Aim
The exercise asks for every line of the data to be reproduced exactly.
--- START OF Entries supplied ---
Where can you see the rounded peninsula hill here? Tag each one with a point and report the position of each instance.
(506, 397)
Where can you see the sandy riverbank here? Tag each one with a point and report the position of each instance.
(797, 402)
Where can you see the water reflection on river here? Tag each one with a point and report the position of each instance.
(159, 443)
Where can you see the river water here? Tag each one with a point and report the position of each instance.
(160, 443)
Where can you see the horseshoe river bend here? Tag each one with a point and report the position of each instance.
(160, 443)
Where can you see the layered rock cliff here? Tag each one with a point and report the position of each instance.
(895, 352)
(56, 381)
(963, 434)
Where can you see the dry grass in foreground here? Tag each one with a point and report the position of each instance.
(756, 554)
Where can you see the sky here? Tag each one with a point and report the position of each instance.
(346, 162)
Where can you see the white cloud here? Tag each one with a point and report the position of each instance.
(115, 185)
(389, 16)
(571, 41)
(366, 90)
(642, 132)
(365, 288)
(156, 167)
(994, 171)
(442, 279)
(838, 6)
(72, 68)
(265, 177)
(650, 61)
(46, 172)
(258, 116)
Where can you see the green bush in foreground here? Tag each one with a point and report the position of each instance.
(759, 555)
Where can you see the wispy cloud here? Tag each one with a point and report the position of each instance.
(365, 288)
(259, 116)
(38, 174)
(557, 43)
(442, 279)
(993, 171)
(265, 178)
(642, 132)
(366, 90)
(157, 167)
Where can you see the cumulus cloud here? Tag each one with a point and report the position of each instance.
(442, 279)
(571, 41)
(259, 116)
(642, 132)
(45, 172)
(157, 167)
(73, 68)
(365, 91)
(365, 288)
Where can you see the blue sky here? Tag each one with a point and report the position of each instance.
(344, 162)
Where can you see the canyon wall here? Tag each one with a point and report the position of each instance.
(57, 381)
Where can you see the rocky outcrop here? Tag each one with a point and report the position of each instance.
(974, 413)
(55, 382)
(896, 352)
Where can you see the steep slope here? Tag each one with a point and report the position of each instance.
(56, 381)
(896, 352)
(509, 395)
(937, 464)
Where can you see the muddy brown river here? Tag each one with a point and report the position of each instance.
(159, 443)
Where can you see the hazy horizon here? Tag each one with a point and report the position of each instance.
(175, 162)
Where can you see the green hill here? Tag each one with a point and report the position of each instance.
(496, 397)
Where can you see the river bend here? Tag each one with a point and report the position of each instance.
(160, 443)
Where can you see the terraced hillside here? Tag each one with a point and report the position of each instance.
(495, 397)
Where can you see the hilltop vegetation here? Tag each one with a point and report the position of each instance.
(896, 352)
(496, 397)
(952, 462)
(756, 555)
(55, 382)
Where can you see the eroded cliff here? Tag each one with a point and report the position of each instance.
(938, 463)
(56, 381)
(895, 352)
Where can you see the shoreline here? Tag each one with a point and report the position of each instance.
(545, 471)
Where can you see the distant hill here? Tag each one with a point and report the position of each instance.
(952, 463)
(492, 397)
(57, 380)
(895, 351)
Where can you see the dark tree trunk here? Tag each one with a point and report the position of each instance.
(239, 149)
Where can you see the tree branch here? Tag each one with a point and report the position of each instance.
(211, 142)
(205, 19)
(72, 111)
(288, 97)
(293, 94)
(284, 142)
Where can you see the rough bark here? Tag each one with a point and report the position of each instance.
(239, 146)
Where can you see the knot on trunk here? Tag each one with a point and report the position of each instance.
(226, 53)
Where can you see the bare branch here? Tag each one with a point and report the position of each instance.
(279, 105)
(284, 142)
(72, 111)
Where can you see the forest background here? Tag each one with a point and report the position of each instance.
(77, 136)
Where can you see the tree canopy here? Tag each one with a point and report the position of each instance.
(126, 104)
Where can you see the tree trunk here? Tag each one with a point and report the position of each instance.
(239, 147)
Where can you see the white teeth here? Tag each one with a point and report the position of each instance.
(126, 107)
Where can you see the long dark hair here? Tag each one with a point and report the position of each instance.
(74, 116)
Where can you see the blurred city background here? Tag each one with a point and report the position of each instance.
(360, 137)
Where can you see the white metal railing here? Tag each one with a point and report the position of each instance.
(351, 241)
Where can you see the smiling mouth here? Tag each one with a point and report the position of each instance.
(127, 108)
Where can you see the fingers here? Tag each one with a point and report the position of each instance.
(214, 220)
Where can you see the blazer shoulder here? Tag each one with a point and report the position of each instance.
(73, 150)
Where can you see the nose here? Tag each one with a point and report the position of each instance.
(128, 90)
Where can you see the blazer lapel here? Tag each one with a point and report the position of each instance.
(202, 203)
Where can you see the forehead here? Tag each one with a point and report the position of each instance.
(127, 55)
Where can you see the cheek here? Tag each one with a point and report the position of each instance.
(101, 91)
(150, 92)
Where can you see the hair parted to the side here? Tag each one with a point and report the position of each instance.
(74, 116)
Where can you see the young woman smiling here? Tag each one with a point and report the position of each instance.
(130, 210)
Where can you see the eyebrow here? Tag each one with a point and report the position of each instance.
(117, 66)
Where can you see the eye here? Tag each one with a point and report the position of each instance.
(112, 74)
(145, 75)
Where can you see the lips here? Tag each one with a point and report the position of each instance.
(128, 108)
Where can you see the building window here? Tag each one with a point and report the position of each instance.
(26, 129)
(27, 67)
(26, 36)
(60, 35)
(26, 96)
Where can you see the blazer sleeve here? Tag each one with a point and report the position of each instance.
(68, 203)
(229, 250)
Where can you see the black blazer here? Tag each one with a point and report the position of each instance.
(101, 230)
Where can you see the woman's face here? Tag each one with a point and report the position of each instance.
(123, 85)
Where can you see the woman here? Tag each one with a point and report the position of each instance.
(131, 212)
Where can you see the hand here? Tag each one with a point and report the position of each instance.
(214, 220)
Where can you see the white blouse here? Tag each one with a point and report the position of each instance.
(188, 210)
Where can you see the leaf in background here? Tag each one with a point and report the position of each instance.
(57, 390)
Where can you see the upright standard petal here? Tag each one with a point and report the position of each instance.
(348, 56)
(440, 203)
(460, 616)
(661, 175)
--- END OF Entries supplied ---
Solution to this exercise
Where can you see the rounded peninsula hill here? Tag each one with a point and report the position of each instance.
(506, 397)
Where can you see the sandy riverbank here? Tag each one with a point and report the position of each instance.
(797, 402)
Where can you see the water reflection on river here? Tag each one with a point and report the position of each instance.
(159, 443)
Where can you see the river water here? Tag each one with a point and report the position of each instance.
(160, 443)
Where can you see the horseshoe river bend here? Tag each one with a point and report the position of each instance.
(160, 443)
Where can you see the layered rock cliff here? Tag each one with a point and report the position of each instance.
(895, 352)
(56, 381)
(963, 434)
Where can you see the dry grass in foreground here? Tag each one with a point and report the position of each instance.
(756, 554)
Where can you see the sky here? Tag each one with a point and report the position of each instance.
(346, 162)
Where can you see the white cloud here? Tag each one with a point and report the position of each instance.
(115, 185)
(389, 16)
(571, 41)
(366, 90)
(642, 132)
(365, 288)
(156, 167)
(994, 171)
(442, 279)
(838, 6)
(72, 68)
(265, 177)
(650, 61)
(46, 172)
(258, 116)
Where can you see the green bush in foreground here? Tag each one with a point and report the position of each instance.
(759, 555)
Where can you see the wispy cloud here? Tag each one with a point and report the position of each instance.
(365, 288)
(259, 116)
(38, 174)
(557, 43)
(442, 279)
(993, 171)
(265, 178)
(642, 132)
(366, 90)
(157, 167)
Where can you see the cumulus cloud here? Tag each one with a point and report the position of each instance.
(442, 279)
(571, 41)
(259, 116)
(642, 132)
(45, 172)
(157, 167)
(73, 68)
(365, 91)
(365, 288)
Where can you see the blue sky here? Tag each one with a point and report the position of each instance.
(344, 162)
Where can you see the canyon wall here? Tag each one with a point and report the position of each instance.
(57, 381)
Where can you see the rocky outcrop here? Tag each one with a point and report the position of each instance.
(974, 413)
(55, 382)
(896, 352)
Where can you see the steep slope here? Tag each one with a point and report the position of each instance.
(56, 381)
(896, 352)
(509, 395)
(937, 464)
Where can you see the muddy brown river here? Tag each one with a point and report the position of each instance.
(159, 443)
Where can you see the hazy horizon here? Tag each one with a point and report the position of each instance.
(175, 162)
Where can you see the green hill here? Tag each one with a point and report the position of each instance.
(496, 397)
Where can you see the river bend here? Tag each one with a point and report the position of each instance.
(160, 443)
Where can you see the terraced hillside here? Tag each one with a point and report the position of each instance.
(495, 397)
Where can you see the hilltop vegetation here? Tag each one with a point and report the position of each instance.
(896, 352)
(496, 397)
(952, 462)
(756, 555)
(55, 382)
Where can you see the eroded cliff here? Tag each one with a point and report the position of each instance.
(938, 463)
(56, 381)
(895, 352)
Where can you see the shoreline here? Tag each one with a point and report the position of each instance.
(545, 471)
Where can you see the distant hill here? Tag each one with a point and report the position of each instance.
(952, 463)
(492, 397)
(57, 380)
(895, 351)
Where can you see the dark tree trunk here? Tag each one with a point and report the position of each instance.
(239, 149)
Where can you see the tree branch here? Tag each one with a point and report the position of each instance.
(211, 142)
(205, 19)
(72, 111)
(288, 97)
(293, 94)
(284, 142)
Where can you see the rough bark here? Tag each one with a point and report the position of each instance.
(239, 146)
Where can you see the knot on trunk here? Tag each one with a point and report the position of each instance.
(226, 53)
Where can you see the bare branch here? Tag each one with a point and report the position of each instance.
(279, 105)
(284, 142)
(72, 111)
Where can you see the forest background here? Tag each one with a point and report the position of each instance.
(77, 136)
Where can you see the tree canopy here? Tag each one with a point and report the position of each instance.
(126, 104)
Where can you see the tree trunk here? Tag each one with a point and report the position of each instance.
(239, 147)
Where can you see the white teeth here? Tag each one with a point and report the position of each instance.
(126, 107)
Where can you see the long dark hair here? Tag each one with a point and report the position of each instance.
(74, 116)
Where can you see the blurred city background here? Tag each one with a point and report the position of each instance.
(360, 137)
Where can you see the white metal railing here? Tag each one with a point and report the position of each instance.
(351, 241)
Where can you see the smiling mouth here? Tag each one with a point and report the position of each instance.
(127, 108)
Where can you see the fingers here? Tag each one with a point and report the position of each instance.
(214, 220)
Where can you see the blazer shoulder here? Tag each one with a point and report the position of each instance.
(73, 150)
Where can you see the nose here? Tag each one with a point and report the position of each instance.
(128, 90)
Where can you see the blazer lapel here? Tag each one with a point and report the position of each instance.
(202, 203)
Where can you see the forehead here? Tag each one with a point and report the position of each instance.
(127, 55)
Where can you see the cheek here? Tag each one with a point and report the position of each instance.
(101, 91)
(150, 92)
Where can you see the hair parted to the side here? Tag each one with a point and report the position of each instance.
(74, 116)
Where can you see the young woman smiling here? Tag each one with a point and report the position of each instance.
(130, 210)
Where can you see the eyebrow here? Tag each one with a point and report the position of each instance.
(117, 66)
Where can you see the eye here? Tag each one with a point and report the position of each instance.
(112, 74)
(145, 75)
Where can you see the lips here? Tag each one with a point and report the position of each instance.
(128, 108)
Where can you see the building window here? Tag each one with a point and report the position of each instance.
(26, 129)
(27, 67)
(26, 36)
(60, 35)
(26, 96)
Where can you see the blazer sleeve here? Tag each one with a point and report the position of each instance.
(68, 203)
(229, 250)
Where can you see the black blazer here? Tag each one with a point and report the position of each instance.
(101, 230)
Where can you see the woman's face here? Tag each one with a point and report the position of each instance.
(123, 85)
Where can you see the woman here? Tag each one with a point and report the position of each instance.
(131, 212)
Where can you see the hand here? Tag each one with a point and report the position of each instance.
(214, 220)
Where can you see the white blouse here? Tag each one with a point and report the position of each instance.
(188, 210)
Where can you see the leaf in background here? Tag each one with a point and report the position of each instance.
(57, 390)
Where can you see the upright standard petal here? Tag each one with a point and report the position of each instance.
(348, 56)
(440, 203)
(460, 616)
(661, 175)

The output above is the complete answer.